── SELECTED PASSAGE ──

Re: Querying Fields

Lourival Júnior Mon, 14 Aug 2006 07:00:20 -0700

OK Lukas, I know what you mean. The community is very important to the
success of the project, specially the open source ones. I'm not sure I can
contribute to nutch at now, because I'm a newbie in this area. I will
contribute soon. At now, I answer the questions that I have a knowledge. I
really appreciate when you answer our questions because we feel motivated,
and we'll say to other people that Nutch is very useful when you want to
make a web search engine, not only useful, but the best way.


Regards!

On 8/14/06, Lukas Vlcek <[EMAIL PROTECTED]> wrote:


Lourival,

Definitely you are not alone with this feeling. Nutch is quite active
open source project so some sort of documentation lack is a natural
especially when Nutch hasen't reached its 1.0 release. Believe me, I
have the same problem all the time.

The best way how to change this situation is to contribute! Wiki is
opend to anybody, source code can be downloaded and if you are freak
then you can suggest changes and if you are a real hacker (meaning you
are not ashmed to use vi for anything - including writing source code)
then you can even become a commiter. Once you become a commiter then
you will be overloaded with work to the point that you won't be able
to answer STFW questions in mail-lists... etc. :-)

Regards,
Lukas

On 8/11/06, Lourival Júnior <[EMAIL PROTECTED]> wrote:
> Yes yes, I tested the index-more and query-more plugin. They allows to
> search these fields easily. However if I could find a documentation
about
> they I would not spend time thinking in a solution.
>
> Thanks a lot!
>
> On 8/11/06, Lukas Vlcek <[EMAIL PROTECTED]> wrote:
> >
> > Hi,
> >
> > You need to look into source to find out what exactly it does. As far
> > as I know it does not add any new filed into index (it should be done
> > via index-more plugin) but it allows you to query using type: date:
> > and site: I think.
> >
> > Lukas
> >
> > On 8/9/06, Lourival Júnior <[EMAIL PROTECTED]> wrote:
> > > What does exactilly the query-more plugin? I tested it a few minutes
ago
> > and
> > > it dont add any field to the result index. It's used in the webapp?
> > Could
> > > you give me a clarification about it?
> > >
> > > Thanks!
> > >
> > > On 8/9/06, Lukas Vlcek <[EMAIL PROTECTED]> wrote:
> > > >
> > > > Hi,
> > > >
> > > > If my memory serves me correctly then query-more should work fine
with
> > > > 0.7.2 nutch too.
> > > > And you are right Matthew, you need to use both [type:] or [date:]
> > > > filters in combination to [url:] as you can experience empty
result
> > > > set if used in solo mode. I do queries like this: [url:http
type:pdf]
> > > > and it gives me the result I need.

───
── DATA EXCERPTS ──

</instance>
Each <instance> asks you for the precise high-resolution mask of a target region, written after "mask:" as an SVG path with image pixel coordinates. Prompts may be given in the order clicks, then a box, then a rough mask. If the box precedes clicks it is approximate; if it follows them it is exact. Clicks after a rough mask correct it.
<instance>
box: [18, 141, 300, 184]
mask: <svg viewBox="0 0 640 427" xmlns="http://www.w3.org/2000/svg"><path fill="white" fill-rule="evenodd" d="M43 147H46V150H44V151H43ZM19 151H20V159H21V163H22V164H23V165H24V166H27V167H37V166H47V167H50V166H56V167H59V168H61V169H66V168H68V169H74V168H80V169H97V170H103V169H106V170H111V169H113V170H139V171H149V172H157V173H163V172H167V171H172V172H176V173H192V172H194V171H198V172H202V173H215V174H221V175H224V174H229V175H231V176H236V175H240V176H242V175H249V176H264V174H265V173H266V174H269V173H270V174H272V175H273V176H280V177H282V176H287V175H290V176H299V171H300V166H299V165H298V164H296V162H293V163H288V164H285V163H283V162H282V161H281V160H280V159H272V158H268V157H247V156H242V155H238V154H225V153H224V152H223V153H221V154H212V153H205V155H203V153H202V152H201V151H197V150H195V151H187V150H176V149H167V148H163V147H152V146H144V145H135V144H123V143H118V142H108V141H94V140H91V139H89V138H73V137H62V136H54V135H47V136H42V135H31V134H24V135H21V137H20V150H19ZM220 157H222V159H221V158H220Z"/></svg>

───
── DATA EXCERPTS ──

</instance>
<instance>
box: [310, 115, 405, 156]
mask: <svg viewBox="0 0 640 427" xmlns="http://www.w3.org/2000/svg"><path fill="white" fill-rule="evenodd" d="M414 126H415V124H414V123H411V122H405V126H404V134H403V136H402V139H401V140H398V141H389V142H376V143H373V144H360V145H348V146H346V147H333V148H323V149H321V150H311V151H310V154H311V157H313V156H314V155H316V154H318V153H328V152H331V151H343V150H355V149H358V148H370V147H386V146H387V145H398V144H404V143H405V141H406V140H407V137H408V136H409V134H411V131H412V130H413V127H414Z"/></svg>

───

EXERCISE SET:
**A.** Answer these about the Nutch mailing-list thread on querying fields:
(i) Which plugin does Lukas say should be used to add new fields to the index?
(ii) What query does Lukas give as one that brings him the result he needs?
(iii) What tool does Lukas say a real hacker is not ashamed to use for anything?
**B.** Carry on the Nutch mailing-list thread about querying fields, picking up right after its last line.

ANSWERS TO THE TASKS:
**A.**
(i) The index-more plugin.
(ii) [url:http type:pdf]
(iii) vi.

**B.**
> > > >
> > > > Lukas
> > > >
> > > > On 8/9/06, Lourival Júnior <[EMAIL PROTECTED]> wrote:
> > > > > All right! I've done this already. I thing you dont understand
my
> > > > question.
> > > > > What I want to do is to query my indexes using something like
> > > > > "filetype:pdf". The version 0.8 already have this feature. But
I'm
> > using
> > > > the
> > > > > version 0.7.2 and I want to add this feature mannually. But I
dont
> > know
> > > > > where I have to edit. Do you know?
> > > > >
> > > > > Regards,
> > > > >
> > > > > Lourival Junior
> > > > >
> > > > > On 8/9/06, Lukas Vlcek <[EMAIL PROTECTED]> wrote:
> > > > > >
> > > > > > Hi,
> > > > > >
> > > > > > To allow more formats to be indexed you need to modify
> > nutch-site.xml
> > > > > > and update/add plugin.includes property (see nutch-default.xmlfor
> > > > > > default settings). The following is what I have in
nutch-site.xml:
> > > > > >
> > > > > > <property>
> > > > > >   <name>plugin.includes</name>
> > > > > >
> > > > > >
> > > >
> >
<value>nutch-extensionpoints|protocol-http|urlfilter-regex|parse-(text|rtf|html|js|msword|mspowerpoint|msexcel|pdf|zip|rss)|index-(basic|more)|query-(basic|site|url|more)|summary-basic|scoring-opic</value>
> > > > > > </property>
> > > > > >
> > > > > > [parse-*] is used to parse various formats, [query-more]
allows
> > you to
> > > > > > use [type:] filter in nutch queries.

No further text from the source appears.